The differences between the actual Game Center table and the solution @psycho suggested below which you can see is still some way off; the cell widths are too narrow, the border too thin and the corner radius too large.
They are removing all of the default drawing/borders and simply using custom cells with their own images.
Regarding your edit: This is incorrect. I've achieved that behavior too. , before, I don't recall exactly how I did it, I think I set the background image directly on the table view, not the view behind it. (See the code below.)
EDIT:
Here's the code I used to mimic the behaviour of cells "dragging" portions of the background with them:
- (void)viewDidLoad {
[super viewDidLoad];
[self.tableView setRowHeight:65.0];
[self.tableView setBackgroundColor:[UIColor clearColor]];
[self.tableView setBackgroundView:nil];
[self.view setBackgroundColor:[UIColor colorWithPatternImage:[UIImage imageNamed:@"metal_settings.png"]]];
[self.tableView setSeparatorStyle:UITableViewCellSeparatorStyleNone];
[self setContentSizeForViewInPopover:CGSizeMake(300, 300)];
}
I've put this in a UITableViewController subclass and have inherited from that in several instances. If you look closely, the "color"/texture outside of the cells moves with the cells.
I'm not sure to answer exactly what you asked for because I used a grouped tableView, but when testing it seems to do the trick, and the background scrolls with the cells, as it can be seen in game center.

|---|

Work order 1: List each way, according to the table view passage, that the suggested solution differs from the actual Game Center table.
Work order 2: Extract verbatim the portion of the table view passage from "The differences between" to "the code below.)".
Base your responses solely on the table view passage above.

|---|

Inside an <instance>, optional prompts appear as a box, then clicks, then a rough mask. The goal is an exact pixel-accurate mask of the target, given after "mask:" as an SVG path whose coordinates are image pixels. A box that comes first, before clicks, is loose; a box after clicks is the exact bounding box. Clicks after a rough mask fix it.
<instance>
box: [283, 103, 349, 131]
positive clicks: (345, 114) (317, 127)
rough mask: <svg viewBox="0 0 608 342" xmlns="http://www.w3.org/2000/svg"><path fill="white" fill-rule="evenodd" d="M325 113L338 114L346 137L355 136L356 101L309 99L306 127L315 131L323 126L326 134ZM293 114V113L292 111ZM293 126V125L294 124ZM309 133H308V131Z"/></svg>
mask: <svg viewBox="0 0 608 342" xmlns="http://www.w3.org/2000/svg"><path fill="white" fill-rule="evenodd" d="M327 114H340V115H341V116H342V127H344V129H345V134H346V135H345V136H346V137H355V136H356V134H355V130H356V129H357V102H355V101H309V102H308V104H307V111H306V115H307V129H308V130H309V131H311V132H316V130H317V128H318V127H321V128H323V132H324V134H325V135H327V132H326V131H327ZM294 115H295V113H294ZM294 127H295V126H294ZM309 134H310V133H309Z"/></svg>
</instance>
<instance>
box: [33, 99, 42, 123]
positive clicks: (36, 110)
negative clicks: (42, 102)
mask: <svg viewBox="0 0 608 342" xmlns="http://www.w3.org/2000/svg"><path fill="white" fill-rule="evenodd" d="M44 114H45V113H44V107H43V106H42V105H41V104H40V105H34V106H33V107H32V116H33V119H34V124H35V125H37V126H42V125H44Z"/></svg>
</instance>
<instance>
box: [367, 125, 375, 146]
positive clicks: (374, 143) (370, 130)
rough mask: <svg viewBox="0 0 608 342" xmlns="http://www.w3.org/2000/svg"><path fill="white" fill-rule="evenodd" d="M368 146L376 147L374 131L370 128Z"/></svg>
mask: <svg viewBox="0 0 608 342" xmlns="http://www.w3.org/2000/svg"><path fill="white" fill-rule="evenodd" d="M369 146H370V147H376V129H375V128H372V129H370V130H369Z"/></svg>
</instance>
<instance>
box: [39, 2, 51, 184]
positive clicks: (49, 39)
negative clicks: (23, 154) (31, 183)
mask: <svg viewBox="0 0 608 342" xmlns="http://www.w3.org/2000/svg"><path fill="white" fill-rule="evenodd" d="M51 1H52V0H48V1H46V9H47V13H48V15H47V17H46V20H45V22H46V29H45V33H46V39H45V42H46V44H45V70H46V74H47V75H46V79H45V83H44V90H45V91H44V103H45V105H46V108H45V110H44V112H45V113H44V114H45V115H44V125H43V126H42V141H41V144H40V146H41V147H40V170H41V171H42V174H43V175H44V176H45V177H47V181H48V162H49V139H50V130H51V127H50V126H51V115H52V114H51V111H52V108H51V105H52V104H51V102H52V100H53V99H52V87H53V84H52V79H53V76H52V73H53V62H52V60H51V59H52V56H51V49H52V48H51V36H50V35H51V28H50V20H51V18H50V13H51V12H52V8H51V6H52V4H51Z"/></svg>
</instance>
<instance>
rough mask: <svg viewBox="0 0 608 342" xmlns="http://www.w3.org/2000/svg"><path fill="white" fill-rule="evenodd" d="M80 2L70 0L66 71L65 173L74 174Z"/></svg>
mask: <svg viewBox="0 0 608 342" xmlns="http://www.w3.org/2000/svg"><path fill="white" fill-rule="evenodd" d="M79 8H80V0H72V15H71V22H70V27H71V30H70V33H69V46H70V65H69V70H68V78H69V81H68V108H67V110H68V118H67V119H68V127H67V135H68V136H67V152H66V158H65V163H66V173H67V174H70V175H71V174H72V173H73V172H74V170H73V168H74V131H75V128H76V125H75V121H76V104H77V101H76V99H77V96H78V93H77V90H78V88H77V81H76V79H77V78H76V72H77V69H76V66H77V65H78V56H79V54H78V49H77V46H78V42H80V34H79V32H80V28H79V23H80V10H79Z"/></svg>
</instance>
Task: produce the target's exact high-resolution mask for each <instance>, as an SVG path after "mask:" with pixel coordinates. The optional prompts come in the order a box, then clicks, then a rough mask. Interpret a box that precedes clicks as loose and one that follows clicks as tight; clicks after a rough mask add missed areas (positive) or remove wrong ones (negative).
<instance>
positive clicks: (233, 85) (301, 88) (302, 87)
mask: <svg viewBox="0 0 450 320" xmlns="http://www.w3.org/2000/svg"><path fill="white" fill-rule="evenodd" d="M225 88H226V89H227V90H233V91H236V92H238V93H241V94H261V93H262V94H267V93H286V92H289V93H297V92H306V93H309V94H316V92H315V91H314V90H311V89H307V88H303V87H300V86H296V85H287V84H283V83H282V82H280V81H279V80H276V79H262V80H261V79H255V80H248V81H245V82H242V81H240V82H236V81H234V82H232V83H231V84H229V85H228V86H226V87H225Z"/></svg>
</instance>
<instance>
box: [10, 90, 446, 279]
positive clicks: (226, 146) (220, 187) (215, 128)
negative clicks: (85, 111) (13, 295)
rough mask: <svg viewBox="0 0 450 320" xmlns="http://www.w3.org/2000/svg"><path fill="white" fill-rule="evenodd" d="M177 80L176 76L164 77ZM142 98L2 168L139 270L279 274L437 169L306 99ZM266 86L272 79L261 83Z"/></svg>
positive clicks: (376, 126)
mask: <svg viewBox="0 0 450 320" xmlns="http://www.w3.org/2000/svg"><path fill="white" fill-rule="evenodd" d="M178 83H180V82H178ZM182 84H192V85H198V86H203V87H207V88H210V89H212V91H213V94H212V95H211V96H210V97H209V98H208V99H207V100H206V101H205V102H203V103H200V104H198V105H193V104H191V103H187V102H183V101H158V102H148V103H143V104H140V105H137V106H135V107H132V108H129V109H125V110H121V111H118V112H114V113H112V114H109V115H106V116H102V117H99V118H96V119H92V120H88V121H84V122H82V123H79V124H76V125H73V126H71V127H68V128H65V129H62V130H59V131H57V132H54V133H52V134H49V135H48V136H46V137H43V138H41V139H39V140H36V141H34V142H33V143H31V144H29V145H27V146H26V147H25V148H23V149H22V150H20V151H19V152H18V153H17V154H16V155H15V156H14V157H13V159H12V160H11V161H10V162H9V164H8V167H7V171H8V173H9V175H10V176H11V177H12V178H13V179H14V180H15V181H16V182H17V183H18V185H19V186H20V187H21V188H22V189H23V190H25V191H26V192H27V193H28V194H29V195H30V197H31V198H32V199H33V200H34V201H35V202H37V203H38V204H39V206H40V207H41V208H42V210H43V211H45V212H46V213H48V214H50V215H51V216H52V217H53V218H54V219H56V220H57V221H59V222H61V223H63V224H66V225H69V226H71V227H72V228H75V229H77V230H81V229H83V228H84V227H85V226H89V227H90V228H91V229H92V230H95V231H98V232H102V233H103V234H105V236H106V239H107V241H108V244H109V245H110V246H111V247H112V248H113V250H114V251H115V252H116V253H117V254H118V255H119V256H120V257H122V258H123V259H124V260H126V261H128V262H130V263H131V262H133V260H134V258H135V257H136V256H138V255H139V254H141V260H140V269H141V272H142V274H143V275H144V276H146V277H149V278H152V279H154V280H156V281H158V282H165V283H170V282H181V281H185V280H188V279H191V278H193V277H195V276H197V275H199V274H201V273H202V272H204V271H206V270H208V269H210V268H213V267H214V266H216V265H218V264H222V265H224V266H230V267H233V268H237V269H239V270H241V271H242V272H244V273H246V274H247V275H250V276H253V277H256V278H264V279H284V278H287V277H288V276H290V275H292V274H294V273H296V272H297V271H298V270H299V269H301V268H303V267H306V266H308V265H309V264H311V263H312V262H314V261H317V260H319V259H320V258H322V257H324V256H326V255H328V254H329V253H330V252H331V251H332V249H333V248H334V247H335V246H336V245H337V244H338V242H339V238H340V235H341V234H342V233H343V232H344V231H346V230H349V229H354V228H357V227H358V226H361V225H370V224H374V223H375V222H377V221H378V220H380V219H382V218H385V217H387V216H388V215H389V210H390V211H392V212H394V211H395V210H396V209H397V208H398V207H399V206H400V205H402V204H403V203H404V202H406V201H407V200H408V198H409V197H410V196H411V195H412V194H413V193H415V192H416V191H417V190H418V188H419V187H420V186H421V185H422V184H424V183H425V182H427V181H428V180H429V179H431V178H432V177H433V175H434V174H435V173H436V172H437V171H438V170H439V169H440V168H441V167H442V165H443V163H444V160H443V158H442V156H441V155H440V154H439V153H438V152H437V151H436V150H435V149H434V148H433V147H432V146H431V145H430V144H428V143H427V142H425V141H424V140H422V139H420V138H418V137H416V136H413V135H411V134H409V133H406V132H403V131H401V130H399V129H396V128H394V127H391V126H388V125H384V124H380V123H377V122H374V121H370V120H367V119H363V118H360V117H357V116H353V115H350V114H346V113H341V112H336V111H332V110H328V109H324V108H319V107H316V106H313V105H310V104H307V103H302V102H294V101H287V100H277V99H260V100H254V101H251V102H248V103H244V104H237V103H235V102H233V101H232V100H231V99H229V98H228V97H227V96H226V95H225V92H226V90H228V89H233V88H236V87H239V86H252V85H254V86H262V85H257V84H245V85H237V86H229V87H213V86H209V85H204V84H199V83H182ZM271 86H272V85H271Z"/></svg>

|---|

Exercise response 1:
- The cell widths are too narrow.
- The border is too thin.
- The corner radius is too large.

Exercise response 2:
The differences between the actual Game Center table and the solution @psycho suggested below which you can see is still some way off; the cell widths are too narrow, the border too thin and the corner radius too large.
They are removing all of the default drawing/borders and simply using custom cells with their own images.
Regarding your edit: This is incorrect. I've achieved that behavior too. , before, I don't recall exactly how I did it, I think I set the background image directly on the table view, not the view behind it. (See the code below.)